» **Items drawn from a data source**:
__________________________________________________
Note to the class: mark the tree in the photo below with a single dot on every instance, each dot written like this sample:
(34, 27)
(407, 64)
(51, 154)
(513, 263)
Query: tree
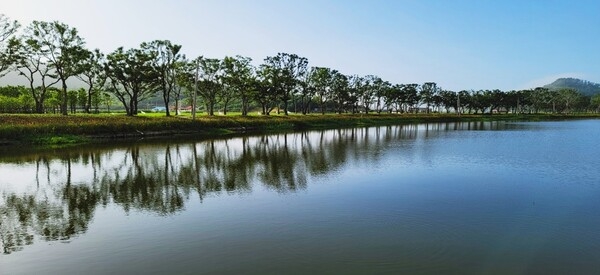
(321, 78)
(427, 92)
(265, 93)
(7, 29)
(340, 90)
(131, 77)
(409, 97)
(285, 73)
(568, 97)
(209, 85)
(31, 63)
(165, 62)
(62, 47)
(93, 74)
(238, 75)
(595, 102)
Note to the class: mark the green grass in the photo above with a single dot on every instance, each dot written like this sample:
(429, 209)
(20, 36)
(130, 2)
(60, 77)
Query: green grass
(81, 128)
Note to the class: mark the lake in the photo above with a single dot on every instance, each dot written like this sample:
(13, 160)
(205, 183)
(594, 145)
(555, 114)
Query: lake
(449, 198)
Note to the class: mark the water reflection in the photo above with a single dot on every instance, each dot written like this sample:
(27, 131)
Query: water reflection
(53, 196)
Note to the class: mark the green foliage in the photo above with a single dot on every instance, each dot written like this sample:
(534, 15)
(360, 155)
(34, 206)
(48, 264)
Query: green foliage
(586, 88)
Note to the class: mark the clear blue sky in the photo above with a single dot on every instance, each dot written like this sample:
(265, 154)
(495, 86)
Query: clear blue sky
(460, 44)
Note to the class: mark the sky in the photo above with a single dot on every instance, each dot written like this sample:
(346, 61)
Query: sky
(459, 44)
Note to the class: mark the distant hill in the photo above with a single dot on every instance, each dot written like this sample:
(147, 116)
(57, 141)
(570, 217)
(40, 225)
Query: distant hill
(584, 87)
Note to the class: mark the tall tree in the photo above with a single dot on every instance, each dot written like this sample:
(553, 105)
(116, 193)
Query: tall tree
(166, 61)
(321, 79)
(428, 90)
(340, 90)
(31, 63)
(238, 75)
(93, 74)
(131, 77)
(63, 47)
(285, 73)
(7, 29)
(210, 82)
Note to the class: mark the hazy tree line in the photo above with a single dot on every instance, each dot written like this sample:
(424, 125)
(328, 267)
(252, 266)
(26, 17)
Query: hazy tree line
(47, 54)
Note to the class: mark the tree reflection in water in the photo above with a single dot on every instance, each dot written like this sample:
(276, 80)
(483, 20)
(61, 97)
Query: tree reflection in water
(62, 189)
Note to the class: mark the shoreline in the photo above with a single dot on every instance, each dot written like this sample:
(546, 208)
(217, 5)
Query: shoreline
(56, 130)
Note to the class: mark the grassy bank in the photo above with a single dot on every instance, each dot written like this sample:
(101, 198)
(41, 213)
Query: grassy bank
(56, 129)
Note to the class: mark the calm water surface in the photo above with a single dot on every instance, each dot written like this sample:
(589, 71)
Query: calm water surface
(457, 198)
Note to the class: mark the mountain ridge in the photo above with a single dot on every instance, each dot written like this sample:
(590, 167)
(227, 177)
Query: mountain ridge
(584, 87)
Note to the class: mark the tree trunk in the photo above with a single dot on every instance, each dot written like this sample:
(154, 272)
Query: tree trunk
(63, 105)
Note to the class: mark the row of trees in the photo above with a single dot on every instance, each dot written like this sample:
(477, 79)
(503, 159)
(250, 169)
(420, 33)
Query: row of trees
(47, 54)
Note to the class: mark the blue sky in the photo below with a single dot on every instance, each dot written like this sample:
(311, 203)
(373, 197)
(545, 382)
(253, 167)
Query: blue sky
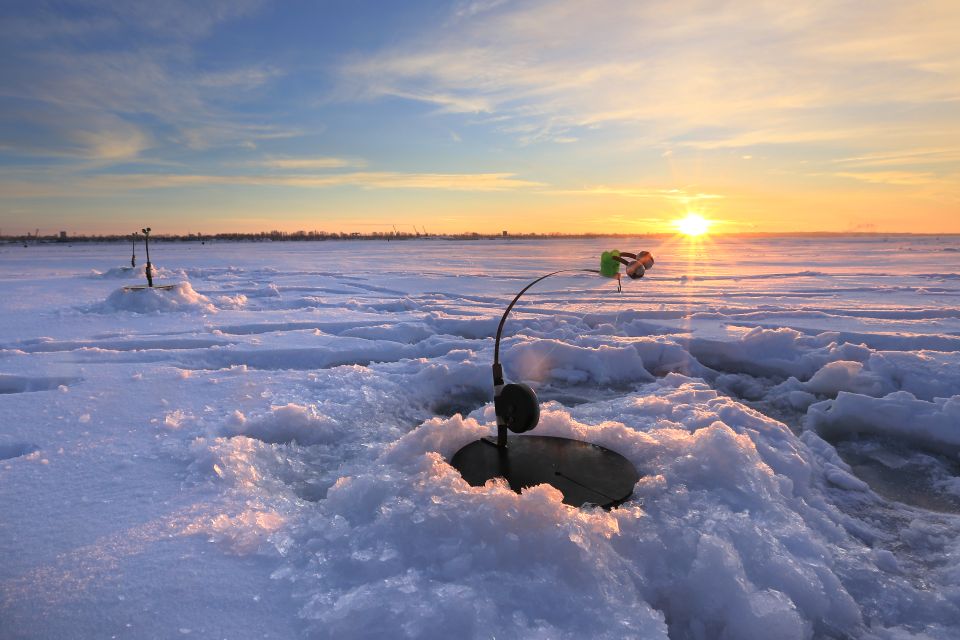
(533, 116)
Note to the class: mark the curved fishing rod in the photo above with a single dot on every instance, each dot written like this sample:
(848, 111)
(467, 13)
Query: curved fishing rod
(497, 367)
(582, 472)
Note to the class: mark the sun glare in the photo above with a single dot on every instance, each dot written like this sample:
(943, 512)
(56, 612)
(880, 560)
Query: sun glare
(692, 225)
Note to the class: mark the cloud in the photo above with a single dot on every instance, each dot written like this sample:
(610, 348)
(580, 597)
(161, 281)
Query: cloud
(132, 63)
(765, 72)
(110, 183)
(310, 163)
(637, 192)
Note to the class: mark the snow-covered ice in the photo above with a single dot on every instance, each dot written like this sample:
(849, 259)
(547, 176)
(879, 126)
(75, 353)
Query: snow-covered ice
(261, 452)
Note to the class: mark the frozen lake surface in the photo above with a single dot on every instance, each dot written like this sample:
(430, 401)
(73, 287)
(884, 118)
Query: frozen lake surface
(261, 452)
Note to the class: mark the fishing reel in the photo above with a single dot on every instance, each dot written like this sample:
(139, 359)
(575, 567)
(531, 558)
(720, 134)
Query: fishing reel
(583, 472)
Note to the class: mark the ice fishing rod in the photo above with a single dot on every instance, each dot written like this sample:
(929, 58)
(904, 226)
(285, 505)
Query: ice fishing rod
(516, 403)
(146, 246)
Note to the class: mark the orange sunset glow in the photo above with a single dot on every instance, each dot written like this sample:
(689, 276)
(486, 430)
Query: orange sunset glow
(532, 117)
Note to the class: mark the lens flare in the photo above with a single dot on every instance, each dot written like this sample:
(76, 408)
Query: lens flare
(692, 224)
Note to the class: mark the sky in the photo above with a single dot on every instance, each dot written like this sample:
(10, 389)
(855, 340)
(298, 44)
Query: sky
(573, 116)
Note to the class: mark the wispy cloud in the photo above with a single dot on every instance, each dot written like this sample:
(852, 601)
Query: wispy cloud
(637, 192)
(131, 64)
(764, 72)
(479, 182)
(310, 163)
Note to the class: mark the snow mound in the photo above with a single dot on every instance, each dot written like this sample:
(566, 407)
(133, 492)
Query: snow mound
(553, 359)
(925, 374)
(934, 425)
(181, 298)
(728, 535)
(776, 352)
(290, 423)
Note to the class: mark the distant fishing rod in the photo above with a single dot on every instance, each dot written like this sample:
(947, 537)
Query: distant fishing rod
(146, 246)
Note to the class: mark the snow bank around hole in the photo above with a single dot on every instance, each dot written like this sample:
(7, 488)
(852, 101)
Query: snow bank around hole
(931, 424)
(181, 297)
(552, 359)
(729, 534)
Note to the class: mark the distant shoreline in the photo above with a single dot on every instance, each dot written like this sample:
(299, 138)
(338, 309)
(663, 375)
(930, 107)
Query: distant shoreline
(277, 236)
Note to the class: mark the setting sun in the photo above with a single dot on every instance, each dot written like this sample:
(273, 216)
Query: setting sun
(692, 225)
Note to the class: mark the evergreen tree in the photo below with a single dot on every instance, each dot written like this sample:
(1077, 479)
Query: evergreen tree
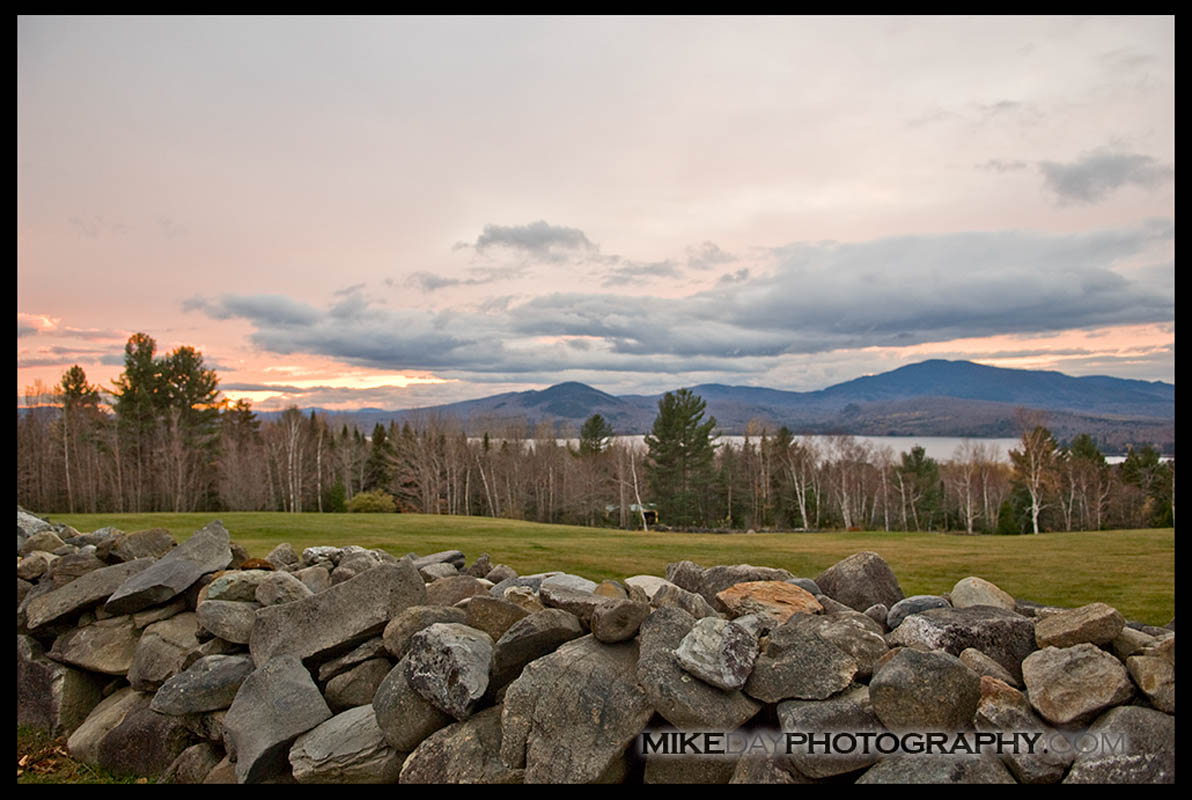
(681, 458)
(379, 466)
(80, 409)
(595, 435)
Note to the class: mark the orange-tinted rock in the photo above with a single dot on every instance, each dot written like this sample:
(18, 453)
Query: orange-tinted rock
(776, 600)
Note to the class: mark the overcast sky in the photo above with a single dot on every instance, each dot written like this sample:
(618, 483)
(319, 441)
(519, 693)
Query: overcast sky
(403, 211)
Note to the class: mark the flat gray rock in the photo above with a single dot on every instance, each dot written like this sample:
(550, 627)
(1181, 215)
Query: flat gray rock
(208, 551)
(358, 686)
(1149, 756)
(453, 557)
(449, 664)
(349, 748)
(339, 618)
(280, 588)
(228, 619)
(238, 584)
(800, 664)
(937, 769)
(153, 543)
(209, 684)
(161, 651)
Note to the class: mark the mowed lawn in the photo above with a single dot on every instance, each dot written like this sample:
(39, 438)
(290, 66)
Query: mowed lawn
(1131, 570)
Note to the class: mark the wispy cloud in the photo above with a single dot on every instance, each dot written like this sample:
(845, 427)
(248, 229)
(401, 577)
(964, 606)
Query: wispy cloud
(539, 240)
(813, 298)
(1097, 175)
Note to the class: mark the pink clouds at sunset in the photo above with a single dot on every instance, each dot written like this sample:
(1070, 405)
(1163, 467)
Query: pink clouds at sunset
(392, 212)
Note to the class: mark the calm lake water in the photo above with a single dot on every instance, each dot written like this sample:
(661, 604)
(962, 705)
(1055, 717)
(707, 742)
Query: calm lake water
(942, 448)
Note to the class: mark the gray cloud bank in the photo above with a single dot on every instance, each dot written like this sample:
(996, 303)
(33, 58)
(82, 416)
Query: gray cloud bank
(811, 298)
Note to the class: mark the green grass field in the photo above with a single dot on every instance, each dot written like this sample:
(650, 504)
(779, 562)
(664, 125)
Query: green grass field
(1131, 570)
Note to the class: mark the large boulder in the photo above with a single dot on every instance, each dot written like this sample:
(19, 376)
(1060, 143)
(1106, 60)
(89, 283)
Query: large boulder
(861, 581)
(1004, 709)
(978, 591)
(1149, 755)
(51, 696)
(358, 686)
(1072, 686)
(275, 705)
(683, 701)
(84, 743)
(104, 646)
(208, 551)
(404, 717)
(161, 650)
(570, 715)
(919, 690)
(399, 631)
(464, 752)
(1096, 624)
(449, 664)
(337, 618)
(776, 600)
(208, 684)
(719, 652)
(800, 664)
(531, 638)
(849, 712)
(1005, 637)
(80, 594)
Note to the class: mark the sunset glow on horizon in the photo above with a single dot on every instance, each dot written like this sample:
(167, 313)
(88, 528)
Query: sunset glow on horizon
(397, 212)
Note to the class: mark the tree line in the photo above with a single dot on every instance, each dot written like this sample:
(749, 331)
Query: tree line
(166, 441)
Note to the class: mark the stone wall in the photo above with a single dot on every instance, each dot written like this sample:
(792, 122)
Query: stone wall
(347, 665)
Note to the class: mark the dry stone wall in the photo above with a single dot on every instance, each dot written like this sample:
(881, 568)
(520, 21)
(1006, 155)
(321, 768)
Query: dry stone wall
(193, 663)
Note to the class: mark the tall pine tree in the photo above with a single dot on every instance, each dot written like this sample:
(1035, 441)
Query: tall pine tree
(681, 459)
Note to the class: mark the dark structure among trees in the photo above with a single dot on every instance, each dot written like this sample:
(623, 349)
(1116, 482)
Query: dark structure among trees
(162, 440)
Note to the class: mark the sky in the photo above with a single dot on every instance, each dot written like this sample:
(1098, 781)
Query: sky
(401, 211)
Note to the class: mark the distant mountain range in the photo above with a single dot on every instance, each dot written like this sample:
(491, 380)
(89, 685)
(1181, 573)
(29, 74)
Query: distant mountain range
(930, 398)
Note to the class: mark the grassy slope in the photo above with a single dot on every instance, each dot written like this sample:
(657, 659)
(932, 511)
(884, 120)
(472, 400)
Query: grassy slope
(1130, 570)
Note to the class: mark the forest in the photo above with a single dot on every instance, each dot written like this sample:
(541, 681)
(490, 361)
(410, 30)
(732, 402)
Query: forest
(161, 439)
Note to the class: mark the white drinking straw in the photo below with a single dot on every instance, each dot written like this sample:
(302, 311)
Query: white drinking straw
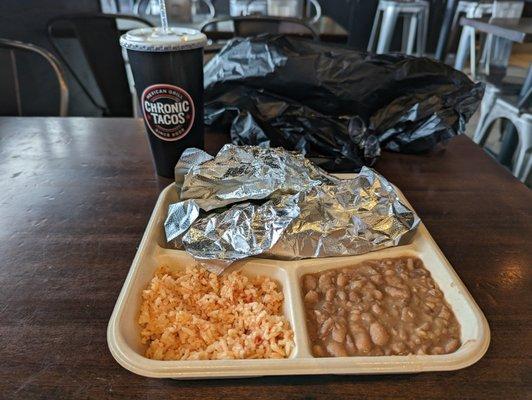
(164, 19)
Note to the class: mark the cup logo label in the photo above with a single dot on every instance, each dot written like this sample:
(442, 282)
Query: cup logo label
(168, 111)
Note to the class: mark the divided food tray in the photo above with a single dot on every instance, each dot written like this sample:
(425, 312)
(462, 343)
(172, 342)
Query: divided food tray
(123, 333)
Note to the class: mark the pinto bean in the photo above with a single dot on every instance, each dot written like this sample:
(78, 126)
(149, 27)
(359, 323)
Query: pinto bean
(396, 292)
(363, 341)
(338, 333)
(341, 280)
(329, 295)
(378, 334)
(336, 349)
(350, 345)
(309, 282)
(312, 297)
(384, 307)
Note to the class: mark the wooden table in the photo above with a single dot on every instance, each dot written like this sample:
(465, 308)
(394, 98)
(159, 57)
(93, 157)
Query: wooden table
(75, 197)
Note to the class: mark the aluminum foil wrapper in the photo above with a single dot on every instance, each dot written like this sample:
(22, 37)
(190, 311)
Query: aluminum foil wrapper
(353, 217)
(285, 208)
(241, 173)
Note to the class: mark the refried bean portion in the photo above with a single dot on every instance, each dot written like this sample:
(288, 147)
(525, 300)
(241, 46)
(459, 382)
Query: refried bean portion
(378, 307)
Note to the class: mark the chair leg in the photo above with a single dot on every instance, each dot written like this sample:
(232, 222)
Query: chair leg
(488, 102)
(406, 31)
(389, 19)
(425, 30)
(463, 49)
(472, 54)
(411, 34)
(524, 129)
(374, 30)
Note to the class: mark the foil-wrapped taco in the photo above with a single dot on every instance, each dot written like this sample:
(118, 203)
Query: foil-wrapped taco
(253, 201)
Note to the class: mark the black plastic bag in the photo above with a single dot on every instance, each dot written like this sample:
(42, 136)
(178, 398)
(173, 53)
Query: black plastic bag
(337, 105)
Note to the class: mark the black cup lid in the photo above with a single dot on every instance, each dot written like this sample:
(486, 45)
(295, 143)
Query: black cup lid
(157, 40)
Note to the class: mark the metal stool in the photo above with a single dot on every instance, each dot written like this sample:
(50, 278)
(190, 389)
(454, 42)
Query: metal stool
(466, 46)
(495, 107)
(415, 24)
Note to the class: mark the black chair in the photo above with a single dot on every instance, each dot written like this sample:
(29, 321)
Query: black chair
(253, 25)
(10, 99)
(98, 36)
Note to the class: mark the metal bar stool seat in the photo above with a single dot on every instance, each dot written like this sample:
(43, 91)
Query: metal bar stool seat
(415, 16)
__________________________________________________
Please reproduce the material above word for word, starting at the line with "Note to the class: mark the metal stool" and continuing through the final line of the material.

» **Result**:
Note to the class: mark the metal stool in the photo above with a single dot on every instance, each dot written like this sample:
(50, 278)
(190, 389)
(454, 42)
Query: metal stool
(466, 46)
(495, 107)
(415, 24)
Note to the class: mark the black chair in the photo above with a single dot on every instance, each dot written like this sample:
(29, 321)
Query: black chair
(253, 25)
(10, 99)
(98, 36)
Note to the class: mark the metal bar stool seat in the photo above with a single dot on every instance, each dot written like this sample:
(43, 91)
Query: metal bar stool seat
(415, 16)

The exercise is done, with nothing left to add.